ELENCO DEI COMPITI:
**1.** Rispondi a queste domande sul testo dedicato alla cancellata del Monumento ai Caduti di Scurcola Marsicana:
(a) In che anno fu installata la prima cancellata intorno al Monumento?
(b) Chi dirigeva il giornale "Abruzzo-Molise"?
(c) In che anno era stato inaugurato il Monumento ai Caduti di Scurcola?
**2.** Trascrivi dal testo sulla cancellata del Monumento ai Caduti il passo compreso tra "La vecchia fotografia" e "sono totalmente differenti.", estremi inclusi.

BRANO DA LEGGERE:
------

La perduta cancellata in ferro del Monumento ai Caduti di Scurcola Marsicana

 

La vecchia fotografia che apre questo post mostra il nostro Monumento ai Caduti. Si tratta di una cartolina d’epoca, ricolorata a mano, come d’uso all’epoca, che ci consente di osservare un angolo di Scurcola negli anni Trenta. C’è un dettaglio, ben visibile in questa foto, che vorrei porre all’attenzione di chi legge. Si tratta di un particolare che può sembrare irrilevante ma non lo è perché, in realtà, ci racconta un piccolo ma significativo frammento di storia scurcolana e italiana, più in generale.

Il dettaglio a cui faccio riferimento è la cancellata che circonda il Monumento. Analizzando l’immagine con un po' di attenzione ci si può rendere conto che l’inferriata è diversa da quella che attualmente circonda il monumento e il suo piccolo giardino. Le dimensioni sono più o meno le stesse ma le fattezze sono totalmente differenti.

Monumento ai Caduti con inferriata oggi

Da un articolo che ho rintracciato all’interno di “Abruzzo-Molise” [1], giornale dedicato agli abruzzesi negli Stati Uniti, diretto dal marsicano Vincent Massari, sono riuscita a scoprire che la prima cancellata che circondava il Monumento ai Caduti di Scurcola venne installata nel 1926: fu realizzata per le celebrazioni del 4 Novembre.

Tutti sappiamo che il 4 Novembre, in Italia, fin da 1922 [2], si commemora la fine della Prima Guerra Mondiale. A Scurcola, secondo quanto viene descritto nell’articolo di “Abruzzo-Molise”, quell’anno vi fu una “eccezionale” solennità. "Per la circostanza" si legge "il monumento ai caduti in guerra è stato completato con l'installazione di un'artistica cancellata in ferro e con l'offerta di una ricca corona di bronzo e di una lampada votiva, acquistate con delicato pensiero dalla deputazione della festa della Madonna della Vittoria nel decorso anno con i residui dei fondi disponibili". Al cospetto del Monumento, sul quale erano indicati i nomi dei giovani di Scurcola morti nel corso della Grande Guerra, "dopo le brevi parole pronunziate dal podestà signor Liberati, hanno parlato il capitano dei carabinieri, signor Lacchini e il professor Giuseppe Grieco del Ginnasio di Avezzano".

Il Monumento ai Caduti di Scurcola, come ho scritto in passato, era stato inaugurato nel 1925. Dopo poco più di un anno, quindi, secondo la cronaca giornalistica, venne completato e abbellito da “un’artistica cancellata” che, però, non ebbe lunga vita poiché, solo 14 anni più tardi, fu totalmente smantellata.

------

RIGHE DEI DATI:
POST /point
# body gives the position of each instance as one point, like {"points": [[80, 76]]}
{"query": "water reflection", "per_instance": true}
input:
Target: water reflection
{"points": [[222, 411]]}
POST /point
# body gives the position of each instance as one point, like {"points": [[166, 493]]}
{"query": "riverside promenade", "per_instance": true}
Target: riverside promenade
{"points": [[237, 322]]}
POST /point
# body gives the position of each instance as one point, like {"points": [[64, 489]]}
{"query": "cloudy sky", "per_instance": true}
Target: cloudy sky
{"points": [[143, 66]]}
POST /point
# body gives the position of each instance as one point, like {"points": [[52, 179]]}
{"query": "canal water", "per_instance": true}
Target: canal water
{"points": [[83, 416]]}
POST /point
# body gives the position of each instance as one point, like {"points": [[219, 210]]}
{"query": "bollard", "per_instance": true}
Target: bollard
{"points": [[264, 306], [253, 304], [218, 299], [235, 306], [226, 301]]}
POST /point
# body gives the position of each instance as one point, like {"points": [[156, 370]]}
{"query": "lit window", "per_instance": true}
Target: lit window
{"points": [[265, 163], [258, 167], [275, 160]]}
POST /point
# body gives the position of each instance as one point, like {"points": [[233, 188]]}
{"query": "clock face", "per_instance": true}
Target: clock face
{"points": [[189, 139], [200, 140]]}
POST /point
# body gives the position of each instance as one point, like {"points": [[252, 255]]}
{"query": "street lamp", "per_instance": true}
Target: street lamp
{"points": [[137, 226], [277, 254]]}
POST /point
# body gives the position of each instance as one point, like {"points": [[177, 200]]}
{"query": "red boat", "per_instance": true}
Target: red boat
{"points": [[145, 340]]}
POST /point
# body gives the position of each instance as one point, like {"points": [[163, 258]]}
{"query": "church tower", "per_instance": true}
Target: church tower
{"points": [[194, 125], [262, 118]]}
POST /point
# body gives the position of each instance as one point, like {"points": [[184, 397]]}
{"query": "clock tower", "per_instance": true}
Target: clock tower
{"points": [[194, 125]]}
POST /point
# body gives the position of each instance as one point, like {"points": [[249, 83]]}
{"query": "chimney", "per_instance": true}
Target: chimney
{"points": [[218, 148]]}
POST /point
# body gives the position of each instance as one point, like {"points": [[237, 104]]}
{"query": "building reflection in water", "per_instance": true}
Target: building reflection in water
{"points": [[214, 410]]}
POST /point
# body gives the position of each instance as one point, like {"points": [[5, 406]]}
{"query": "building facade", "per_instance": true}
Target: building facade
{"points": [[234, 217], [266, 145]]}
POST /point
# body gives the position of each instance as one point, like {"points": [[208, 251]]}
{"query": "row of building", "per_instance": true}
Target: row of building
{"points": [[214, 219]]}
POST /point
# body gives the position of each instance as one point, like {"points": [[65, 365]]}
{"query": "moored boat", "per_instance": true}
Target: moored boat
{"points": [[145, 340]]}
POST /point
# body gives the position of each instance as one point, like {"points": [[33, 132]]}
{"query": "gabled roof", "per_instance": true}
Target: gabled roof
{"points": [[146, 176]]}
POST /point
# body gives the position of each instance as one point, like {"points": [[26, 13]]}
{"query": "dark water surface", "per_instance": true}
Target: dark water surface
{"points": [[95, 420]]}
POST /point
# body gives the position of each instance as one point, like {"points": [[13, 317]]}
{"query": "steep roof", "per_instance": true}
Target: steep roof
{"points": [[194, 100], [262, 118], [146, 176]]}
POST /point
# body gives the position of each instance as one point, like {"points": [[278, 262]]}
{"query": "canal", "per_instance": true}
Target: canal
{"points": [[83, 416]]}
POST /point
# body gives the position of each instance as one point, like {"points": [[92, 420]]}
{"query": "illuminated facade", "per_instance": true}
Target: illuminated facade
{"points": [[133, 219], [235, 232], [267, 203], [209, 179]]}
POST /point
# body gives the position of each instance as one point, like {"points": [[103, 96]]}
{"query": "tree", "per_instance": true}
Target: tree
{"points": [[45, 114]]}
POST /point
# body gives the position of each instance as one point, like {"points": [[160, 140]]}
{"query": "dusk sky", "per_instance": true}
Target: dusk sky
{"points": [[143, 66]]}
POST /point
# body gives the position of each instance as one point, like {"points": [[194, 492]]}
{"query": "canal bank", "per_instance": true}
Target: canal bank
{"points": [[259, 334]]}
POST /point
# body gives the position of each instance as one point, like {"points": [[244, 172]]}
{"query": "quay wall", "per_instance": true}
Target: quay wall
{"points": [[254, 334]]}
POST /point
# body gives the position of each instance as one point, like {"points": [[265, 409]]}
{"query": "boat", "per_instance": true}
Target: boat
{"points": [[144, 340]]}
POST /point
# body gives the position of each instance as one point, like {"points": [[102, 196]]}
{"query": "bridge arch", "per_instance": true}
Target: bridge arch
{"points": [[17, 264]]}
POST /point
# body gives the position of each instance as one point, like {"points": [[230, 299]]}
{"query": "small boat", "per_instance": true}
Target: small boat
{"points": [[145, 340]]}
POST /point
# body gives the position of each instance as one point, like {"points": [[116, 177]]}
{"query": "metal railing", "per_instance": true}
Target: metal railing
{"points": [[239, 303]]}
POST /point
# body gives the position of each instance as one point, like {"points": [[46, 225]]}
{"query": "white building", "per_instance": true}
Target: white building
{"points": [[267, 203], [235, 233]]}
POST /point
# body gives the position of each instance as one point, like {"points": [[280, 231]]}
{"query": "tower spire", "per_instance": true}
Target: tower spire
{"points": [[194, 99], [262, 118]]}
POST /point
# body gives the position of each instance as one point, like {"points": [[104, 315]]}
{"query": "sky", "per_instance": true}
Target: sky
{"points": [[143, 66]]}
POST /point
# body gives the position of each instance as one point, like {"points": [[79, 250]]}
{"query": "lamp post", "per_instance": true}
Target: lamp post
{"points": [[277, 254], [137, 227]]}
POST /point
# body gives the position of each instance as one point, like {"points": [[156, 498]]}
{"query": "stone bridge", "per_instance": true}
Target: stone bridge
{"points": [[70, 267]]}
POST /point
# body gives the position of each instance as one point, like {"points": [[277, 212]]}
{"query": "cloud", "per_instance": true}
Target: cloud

------

SOLUZIONI PER COMPITO:
**1.**
(a) Nel 1926.
(b) Il marsicano Vincent Massari.
(c) Nel 1925.

**2.**
La vecchia fotografia che apre questo post mostra il nostro Monumento ai Caduti. Si tratta di una cartolina d’epoca, ricolorata a mano, come d’uso all’epoca, che ci consente di osservare un angolo di Scurcola negli anni Trenta. C’è un dettaglio, ben visibile in questa foto, che vorrei porre all’attenzione di chi legge. Si tratta di un particolare che può sembrare irrilevante ma non lo è perché, in realtà, ci racconta un piccolo ma significativo frammento di storia scurcolana e italiana, più in generale.

Il dettaglio a cui faccio riferimento è la cancellata che circonda il Monumento. Analizzando l’immagine con un po' di attenzione ci si può rendere conto che l’inferriata è diversa da quella che attualmente circonda il monumento e il suo piccolo giardino. Le dimensioni sono più o meno le stesse ma le fattezze sono totalmente differenti.